YOUR ASSIGNMENT:
A verbatim reproduction of the lines below, from the line containing "Somewhere in the picture above is the white door" through the line containing "Somewhere in the picture above is the front wheel.", both ends included, is the whole required output.
───── EXCERPTED DATA
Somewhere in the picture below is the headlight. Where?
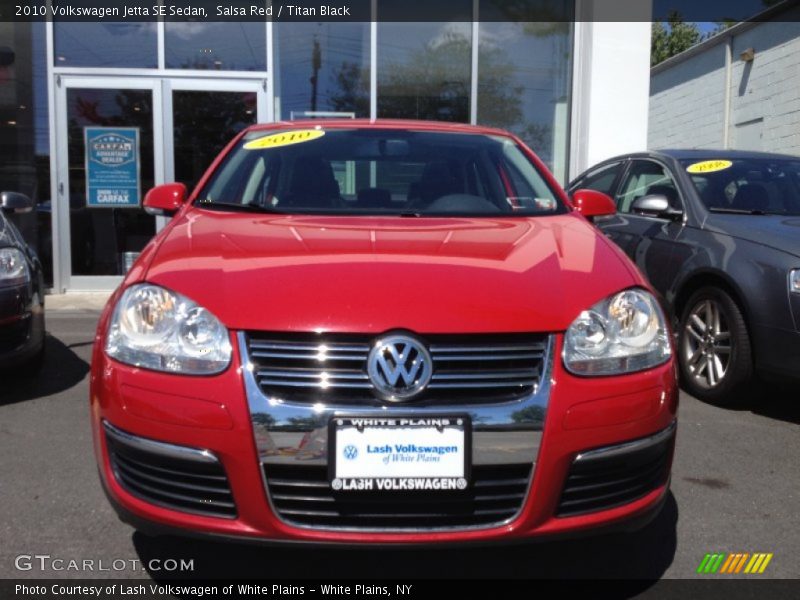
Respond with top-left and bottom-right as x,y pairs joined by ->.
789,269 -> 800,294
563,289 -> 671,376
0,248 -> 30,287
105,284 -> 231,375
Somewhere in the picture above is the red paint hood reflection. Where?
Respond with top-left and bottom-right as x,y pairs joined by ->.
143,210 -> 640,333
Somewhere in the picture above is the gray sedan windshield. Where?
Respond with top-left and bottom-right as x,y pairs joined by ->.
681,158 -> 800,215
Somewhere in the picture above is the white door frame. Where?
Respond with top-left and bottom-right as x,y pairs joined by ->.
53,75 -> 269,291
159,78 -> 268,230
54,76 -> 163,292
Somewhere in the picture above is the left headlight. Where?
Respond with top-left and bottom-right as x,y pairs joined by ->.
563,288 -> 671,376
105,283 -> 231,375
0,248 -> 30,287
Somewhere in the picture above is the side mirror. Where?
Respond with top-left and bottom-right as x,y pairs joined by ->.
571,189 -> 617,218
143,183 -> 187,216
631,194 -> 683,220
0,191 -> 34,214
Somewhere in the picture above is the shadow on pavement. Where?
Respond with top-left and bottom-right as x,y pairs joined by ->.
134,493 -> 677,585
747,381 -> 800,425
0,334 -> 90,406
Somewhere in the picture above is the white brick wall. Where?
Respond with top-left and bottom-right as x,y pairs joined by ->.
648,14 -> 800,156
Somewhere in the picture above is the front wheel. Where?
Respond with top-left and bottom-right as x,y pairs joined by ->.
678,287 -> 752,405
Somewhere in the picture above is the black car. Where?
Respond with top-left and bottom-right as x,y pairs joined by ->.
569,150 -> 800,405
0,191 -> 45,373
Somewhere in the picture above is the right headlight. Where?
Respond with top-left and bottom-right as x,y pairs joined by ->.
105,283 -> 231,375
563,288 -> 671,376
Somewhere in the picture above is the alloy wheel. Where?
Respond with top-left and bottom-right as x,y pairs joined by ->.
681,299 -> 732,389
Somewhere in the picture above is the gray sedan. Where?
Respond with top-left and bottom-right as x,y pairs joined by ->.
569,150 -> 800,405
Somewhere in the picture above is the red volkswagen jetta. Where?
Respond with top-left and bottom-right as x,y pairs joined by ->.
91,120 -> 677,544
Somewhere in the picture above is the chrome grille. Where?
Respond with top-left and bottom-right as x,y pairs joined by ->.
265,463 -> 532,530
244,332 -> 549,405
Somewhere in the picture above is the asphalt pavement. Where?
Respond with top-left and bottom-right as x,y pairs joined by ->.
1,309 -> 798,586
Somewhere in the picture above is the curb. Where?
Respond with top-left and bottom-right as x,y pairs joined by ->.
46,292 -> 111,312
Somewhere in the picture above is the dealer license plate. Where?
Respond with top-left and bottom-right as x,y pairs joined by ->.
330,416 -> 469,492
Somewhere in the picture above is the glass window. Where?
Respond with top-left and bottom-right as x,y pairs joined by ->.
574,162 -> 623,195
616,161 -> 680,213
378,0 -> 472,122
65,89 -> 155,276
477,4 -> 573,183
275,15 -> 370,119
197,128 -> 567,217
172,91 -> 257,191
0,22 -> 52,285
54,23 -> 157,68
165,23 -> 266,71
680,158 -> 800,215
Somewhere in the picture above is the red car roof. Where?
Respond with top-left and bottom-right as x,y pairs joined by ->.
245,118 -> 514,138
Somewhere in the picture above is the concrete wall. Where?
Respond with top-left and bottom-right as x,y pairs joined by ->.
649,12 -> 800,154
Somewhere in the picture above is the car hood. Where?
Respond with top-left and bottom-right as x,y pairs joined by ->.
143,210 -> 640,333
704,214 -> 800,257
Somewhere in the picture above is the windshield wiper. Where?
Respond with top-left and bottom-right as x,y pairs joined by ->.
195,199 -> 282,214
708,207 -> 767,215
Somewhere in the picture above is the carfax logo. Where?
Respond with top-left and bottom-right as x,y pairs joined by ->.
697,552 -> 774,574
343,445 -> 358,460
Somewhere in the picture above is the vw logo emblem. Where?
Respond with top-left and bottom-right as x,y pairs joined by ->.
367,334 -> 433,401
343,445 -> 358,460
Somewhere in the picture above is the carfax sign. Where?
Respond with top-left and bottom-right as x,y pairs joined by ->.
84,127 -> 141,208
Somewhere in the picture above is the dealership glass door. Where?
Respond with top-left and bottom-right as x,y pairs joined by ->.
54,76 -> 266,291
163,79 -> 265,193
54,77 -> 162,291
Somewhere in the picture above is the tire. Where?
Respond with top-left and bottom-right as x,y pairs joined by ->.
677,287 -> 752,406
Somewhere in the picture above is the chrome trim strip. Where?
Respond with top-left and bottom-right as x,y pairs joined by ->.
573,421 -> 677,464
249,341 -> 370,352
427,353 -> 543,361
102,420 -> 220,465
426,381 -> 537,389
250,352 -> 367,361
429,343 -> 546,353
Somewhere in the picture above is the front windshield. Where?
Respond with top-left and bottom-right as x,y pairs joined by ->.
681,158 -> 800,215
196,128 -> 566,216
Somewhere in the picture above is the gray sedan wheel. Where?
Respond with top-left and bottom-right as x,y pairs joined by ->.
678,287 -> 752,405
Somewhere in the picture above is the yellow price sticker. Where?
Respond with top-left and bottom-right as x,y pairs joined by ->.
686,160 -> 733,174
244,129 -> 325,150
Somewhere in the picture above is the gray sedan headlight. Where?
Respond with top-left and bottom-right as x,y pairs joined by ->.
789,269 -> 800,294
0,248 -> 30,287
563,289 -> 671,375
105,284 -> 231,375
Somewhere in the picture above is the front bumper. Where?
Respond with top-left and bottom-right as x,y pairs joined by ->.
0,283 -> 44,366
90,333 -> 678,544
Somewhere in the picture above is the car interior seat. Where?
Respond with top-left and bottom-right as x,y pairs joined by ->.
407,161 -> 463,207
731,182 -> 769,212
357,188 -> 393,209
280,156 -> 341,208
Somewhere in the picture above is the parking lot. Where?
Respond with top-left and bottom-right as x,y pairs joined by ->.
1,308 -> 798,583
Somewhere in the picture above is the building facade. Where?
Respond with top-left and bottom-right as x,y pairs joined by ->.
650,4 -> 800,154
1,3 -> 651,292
──────────
───── EXCERPTED DATA
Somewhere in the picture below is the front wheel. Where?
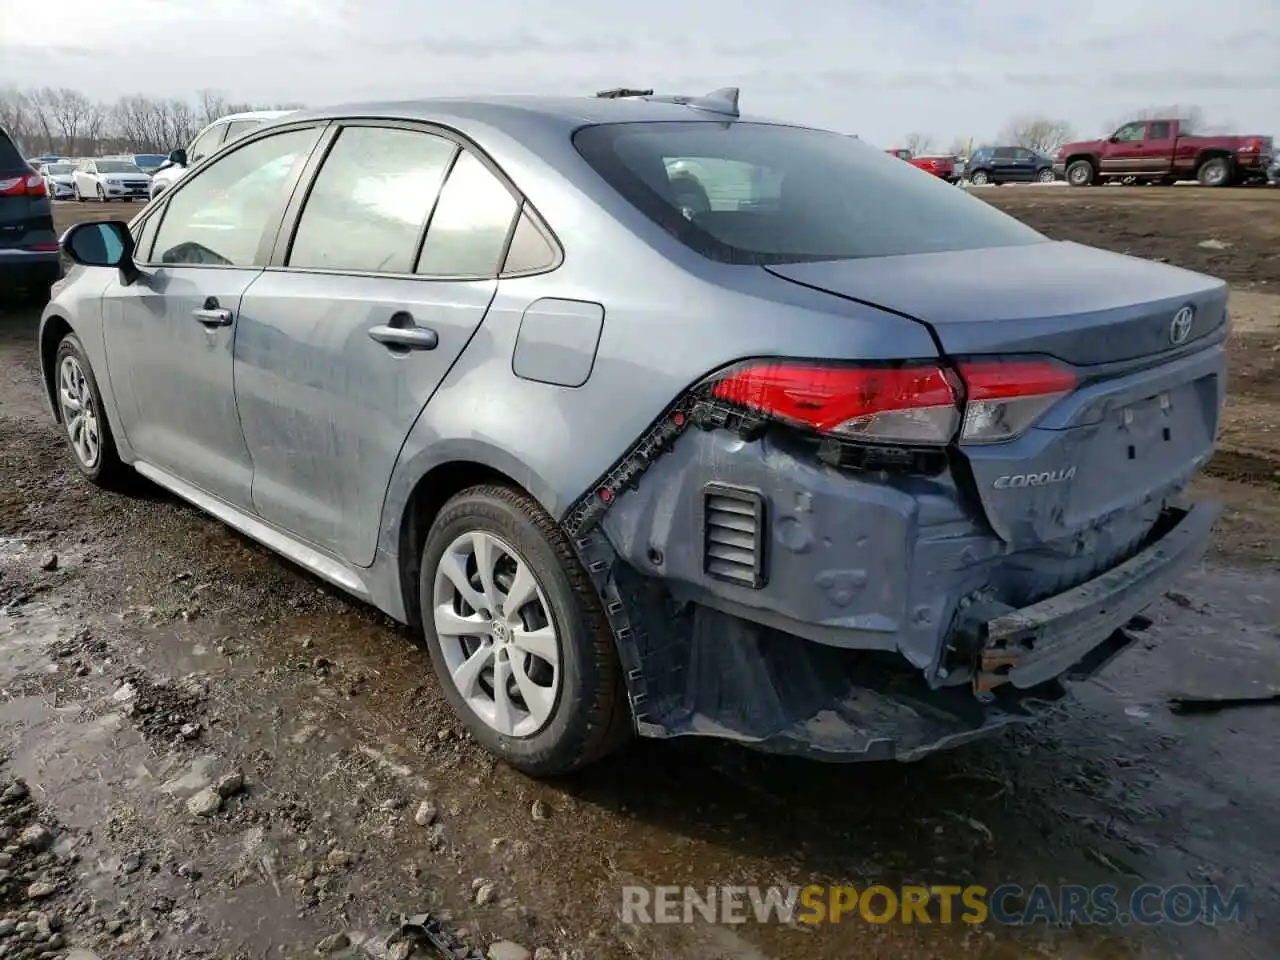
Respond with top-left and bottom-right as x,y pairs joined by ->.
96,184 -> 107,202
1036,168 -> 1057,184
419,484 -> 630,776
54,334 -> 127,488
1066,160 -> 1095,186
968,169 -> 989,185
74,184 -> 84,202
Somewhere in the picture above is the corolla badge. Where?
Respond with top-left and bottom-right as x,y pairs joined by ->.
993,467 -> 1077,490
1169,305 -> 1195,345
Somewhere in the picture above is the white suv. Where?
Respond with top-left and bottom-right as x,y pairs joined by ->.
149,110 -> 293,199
──────────
───── EXCERPTED DATA
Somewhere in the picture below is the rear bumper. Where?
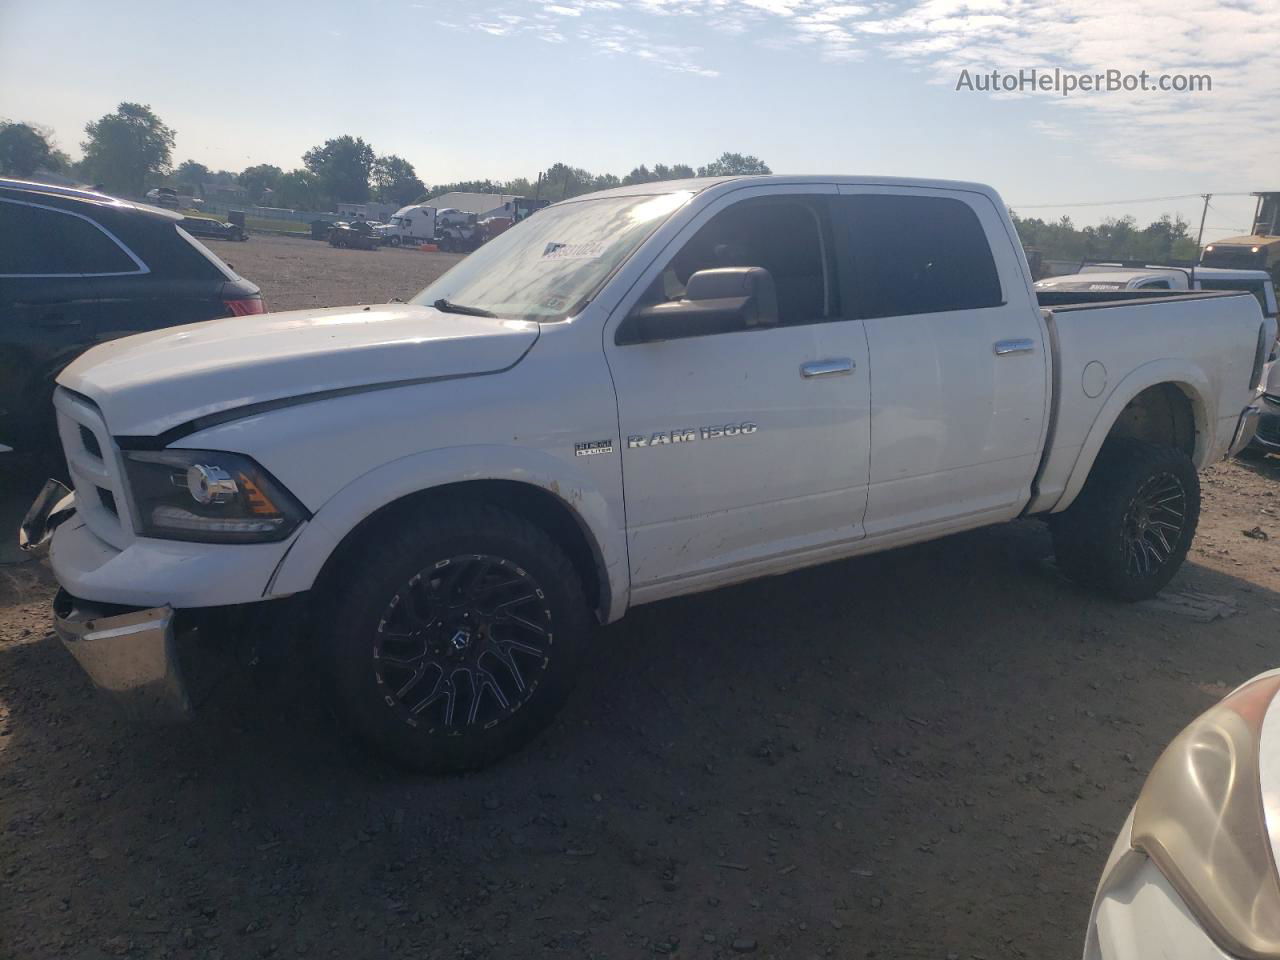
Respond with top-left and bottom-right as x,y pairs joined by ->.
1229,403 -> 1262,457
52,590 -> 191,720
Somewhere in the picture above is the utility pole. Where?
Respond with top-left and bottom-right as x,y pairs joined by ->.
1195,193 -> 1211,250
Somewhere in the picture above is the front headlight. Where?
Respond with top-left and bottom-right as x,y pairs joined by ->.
──────────
REPLY:
Somewhere in the picture above is the white door frame. Where?
Respond with top-left and bottom-right as x,y pairs joined by ->.
53,75 -> 269,291
159,78 -> 268,230
54,76 -> 163,292
Somewhere in the picture above is the left headlight. Where?
Respond with top-left and bottom-right as x,y pairs joined by ->.
563,288 -> 671,376
105,283 -> 231,375
0,248 -> 30,287
Somewhere in the picture above is the side mirror. Where?
Respond with top-left and bottom-right as x,y pairs joined by ->.
571,189 -> 617,218
143,183 -> 187,216
631,194 -> 683,220
0,191 -> 34,214
Somewhere in the picture above is the shadow on pavement. Where?
Respond with top-left and bottom-right as x,y pairs joined by ->.
134,493 -> 677,585
747,381 -> 800,425
0,334 -> 90,406
Somewhere in the picture above is the white brick wall. Where?
Respond with top-left and bottom-right as x,y pairs joined by ->.
648,14 -> 800,156
Somewhere in the picture above is the front wheel. Where?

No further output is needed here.